### Instructions for the task
Search the data below for the string "accurate". Extract every line that contains it.

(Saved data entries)
________________

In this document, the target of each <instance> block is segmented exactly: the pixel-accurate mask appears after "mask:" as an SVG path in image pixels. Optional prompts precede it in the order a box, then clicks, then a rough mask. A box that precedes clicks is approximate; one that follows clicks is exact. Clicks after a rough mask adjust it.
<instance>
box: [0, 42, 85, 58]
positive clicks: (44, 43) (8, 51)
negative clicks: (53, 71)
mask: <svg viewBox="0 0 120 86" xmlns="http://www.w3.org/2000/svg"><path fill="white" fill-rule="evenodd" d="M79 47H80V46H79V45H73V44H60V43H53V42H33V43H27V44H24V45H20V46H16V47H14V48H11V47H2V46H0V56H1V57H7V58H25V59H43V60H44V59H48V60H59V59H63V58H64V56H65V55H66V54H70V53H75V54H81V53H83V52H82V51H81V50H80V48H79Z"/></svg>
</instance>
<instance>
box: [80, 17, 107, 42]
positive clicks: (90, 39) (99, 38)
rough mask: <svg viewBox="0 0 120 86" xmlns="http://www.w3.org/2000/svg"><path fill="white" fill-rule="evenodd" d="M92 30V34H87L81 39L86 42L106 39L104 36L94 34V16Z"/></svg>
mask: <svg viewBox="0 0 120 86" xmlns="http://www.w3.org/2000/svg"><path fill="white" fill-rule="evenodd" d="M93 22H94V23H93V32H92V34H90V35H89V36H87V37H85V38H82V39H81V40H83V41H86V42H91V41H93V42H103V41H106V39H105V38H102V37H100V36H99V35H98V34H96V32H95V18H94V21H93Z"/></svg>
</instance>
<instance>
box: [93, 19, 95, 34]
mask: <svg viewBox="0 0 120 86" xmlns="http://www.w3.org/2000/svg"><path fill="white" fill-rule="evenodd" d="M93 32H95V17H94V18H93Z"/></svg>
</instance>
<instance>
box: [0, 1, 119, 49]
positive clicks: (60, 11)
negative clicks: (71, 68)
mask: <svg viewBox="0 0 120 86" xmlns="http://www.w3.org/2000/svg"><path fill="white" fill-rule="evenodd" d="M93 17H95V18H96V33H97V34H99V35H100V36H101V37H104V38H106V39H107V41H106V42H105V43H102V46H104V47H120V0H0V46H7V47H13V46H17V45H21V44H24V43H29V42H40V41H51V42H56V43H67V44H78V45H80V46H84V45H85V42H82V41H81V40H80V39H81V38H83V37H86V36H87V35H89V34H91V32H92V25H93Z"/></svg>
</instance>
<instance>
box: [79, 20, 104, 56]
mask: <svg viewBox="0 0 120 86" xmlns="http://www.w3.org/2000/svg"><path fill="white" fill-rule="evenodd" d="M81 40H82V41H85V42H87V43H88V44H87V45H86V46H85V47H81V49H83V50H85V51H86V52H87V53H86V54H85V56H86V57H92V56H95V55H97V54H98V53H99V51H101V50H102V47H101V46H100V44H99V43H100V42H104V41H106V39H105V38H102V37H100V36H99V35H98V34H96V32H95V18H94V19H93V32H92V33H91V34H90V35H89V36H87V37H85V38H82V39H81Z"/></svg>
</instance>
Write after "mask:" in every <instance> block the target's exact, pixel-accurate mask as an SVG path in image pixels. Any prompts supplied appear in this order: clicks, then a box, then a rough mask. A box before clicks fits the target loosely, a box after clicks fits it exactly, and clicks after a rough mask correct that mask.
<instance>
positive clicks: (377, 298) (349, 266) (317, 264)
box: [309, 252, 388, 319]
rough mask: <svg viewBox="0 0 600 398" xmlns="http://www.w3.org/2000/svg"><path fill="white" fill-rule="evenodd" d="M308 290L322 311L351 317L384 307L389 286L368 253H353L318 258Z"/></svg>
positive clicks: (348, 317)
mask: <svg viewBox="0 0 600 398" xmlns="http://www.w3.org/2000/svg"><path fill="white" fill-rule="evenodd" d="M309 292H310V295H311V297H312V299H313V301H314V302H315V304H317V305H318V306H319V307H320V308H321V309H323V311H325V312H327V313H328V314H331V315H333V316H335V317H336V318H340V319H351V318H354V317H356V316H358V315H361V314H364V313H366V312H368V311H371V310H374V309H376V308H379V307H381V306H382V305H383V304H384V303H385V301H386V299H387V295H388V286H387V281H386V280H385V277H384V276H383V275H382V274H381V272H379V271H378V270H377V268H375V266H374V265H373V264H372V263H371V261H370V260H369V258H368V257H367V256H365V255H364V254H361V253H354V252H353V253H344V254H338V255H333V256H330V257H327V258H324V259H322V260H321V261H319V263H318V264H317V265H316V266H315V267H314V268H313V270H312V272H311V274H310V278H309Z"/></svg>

________________

### Answer to this problem
In this document, the target of each <instance> block is segmented exactly: the pixel-accurate mask appears after "mask:" as an SVG path in image pixels. Optional prompts precede it in the order a box, then clicks, then a rough mask. A box that precedes clicks is approximate; one that follows clicks is exact. Clicks after a rough mask adjust it.
Write after "mask:" in every <instance> block the target's exact, pixel-accurate mask as an SVG path in image pixels. Any prompts supplied appear in this order: clicks, then a box, then a rough mask. A box before clicks fits the target loosely, a box after clicks fits it exactly, and clicks after a rough mask correct that mask.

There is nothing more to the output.